What needs to be done
Every entry must be given again exactly.

Information provided

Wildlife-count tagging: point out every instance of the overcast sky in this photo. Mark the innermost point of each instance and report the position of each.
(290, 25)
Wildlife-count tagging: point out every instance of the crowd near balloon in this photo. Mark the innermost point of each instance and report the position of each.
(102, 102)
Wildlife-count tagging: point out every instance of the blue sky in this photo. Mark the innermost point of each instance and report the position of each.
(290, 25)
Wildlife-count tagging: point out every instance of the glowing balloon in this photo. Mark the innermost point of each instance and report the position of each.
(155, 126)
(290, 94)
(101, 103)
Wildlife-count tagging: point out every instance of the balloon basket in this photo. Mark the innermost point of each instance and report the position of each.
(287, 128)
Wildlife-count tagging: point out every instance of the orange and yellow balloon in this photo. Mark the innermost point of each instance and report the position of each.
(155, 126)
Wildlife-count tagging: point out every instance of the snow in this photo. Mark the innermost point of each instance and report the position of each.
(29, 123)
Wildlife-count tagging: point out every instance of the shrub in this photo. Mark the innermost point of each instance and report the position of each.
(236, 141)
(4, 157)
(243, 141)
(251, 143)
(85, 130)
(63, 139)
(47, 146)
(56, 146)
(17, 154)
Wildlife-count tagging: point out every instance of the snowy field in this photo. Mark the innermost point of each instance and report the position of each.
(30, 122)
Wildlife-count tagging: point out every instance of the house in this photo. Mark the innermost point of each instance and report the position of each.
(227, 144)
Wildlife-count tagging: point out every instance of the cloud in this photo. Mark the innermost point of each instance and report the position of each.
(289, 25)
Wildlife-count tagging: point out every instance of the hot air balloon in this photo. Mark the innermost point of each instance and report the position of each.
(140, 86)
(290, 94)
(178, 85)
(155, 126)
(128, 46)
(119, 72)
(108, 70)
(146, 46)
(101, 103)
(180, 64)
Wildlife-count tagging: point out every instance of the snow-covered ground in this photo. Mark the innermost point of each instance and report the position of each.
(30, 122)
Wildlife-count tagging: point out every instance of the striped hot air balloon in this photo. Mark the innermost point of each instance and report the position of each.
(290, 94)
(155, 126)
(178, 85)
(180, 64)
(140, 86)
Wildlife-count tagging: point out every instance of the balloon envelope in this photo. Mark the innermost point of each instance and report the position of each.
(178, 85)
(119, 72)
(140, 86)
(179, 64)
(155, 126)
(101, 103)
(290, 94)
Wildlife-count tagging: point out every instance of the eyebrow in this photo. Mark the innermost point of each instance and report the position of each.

Exercise response
Wildlife-count tagging: point out every instance of the overcast sky in this photo. Mark the innermost point of each instance and report the position of each.
(290, 25)
Wildlife-count tagging: point out every instance of the crowd near balloon in this photo. Mark the innermost point of each instance and report the position of each.
(102, 102)
Wildlife-count tagging: point out every instance of the blue sky in this photo. Mark the innermost point of each instance and report the position of each.
(290, 25)
Wildlife-count tagging: point out every instance of the glowing balloon in this photo. Mark the innermost point of each instance and report the position of each.
(155, 126)
(290, 94)
(101, 103)
Wildlife-count tagging: point out every instance of the balloon basket in this photo. Mark the innermost point of each instance and report the position of each.
(287, 128)
Wildlife-count tagging: point out every instance of the orange and yellow balloon in this photo. Mark the innermost point of each instance and report the position of each.
(155, 126)
Wildlife-count tagging: point out every instance of the snow in this photo. Mark the innermost point of each instance and report the position of each.
(29, 123)
Wildlife-count tagging: point out every instance of the shrub in this photo. Mark the innermost point of each instance and report the position of each.
(236, 141)
(4, 157)
(243, 141)
(251, 143)
(85, 130)
(63, 139)
(47, 146)
(56, 146)
(17, 154)
Wildlife-count tagging: point out every instance of the snowy field in this photo. Mark the innermost point of each instance and report the position of each.
(30, 122)
Wildlife-count tagging: point out every instance of the house in this photo. Mark the innermost point of each instance and report the position of each.
(227, 144)
Wildlife-count tagging: point out every instance of the cloud in this photo. Mark the innermost point of each instance and report the position of each.
(289, 25)
Wildlife-count tagging: point out every instance of the hot air balloon in this photo. Mark the innermost point of each instance and report the position of each.
(140, 86)
(290, 94)
(178, 85)
(155, 126)
(128, 46)
(119, 72)
(108, 70)
(146, 46)
(101, 103)
(180, 64)
Wildlife-count tagging: point out every instance of the snow-covered ground in this photo. Mark the innermost point of each instance and report the position of each.
(30, 122)
Wildlife-count tagging: point out every instance of the striped hot air balloon in this photo. Mark the innermost point of each instance and report the position of each.
(290, 94)
(155, 126)
(178, 85)
(180, 64)
(140, 86)
Wildlife-count tagging: point out every instance of the balloon envelope in this photo. Mark the innermost point of each instance and report the position of each.
(178, 85)
(119, 72)
(140, 86)
(179, 64)
(155, 126)
(101, 103)
(290, 94)
Wildlife-count tagging: point out every instance of the eyebrow in this photo. Mark the innermost point of each instance and report the position of each.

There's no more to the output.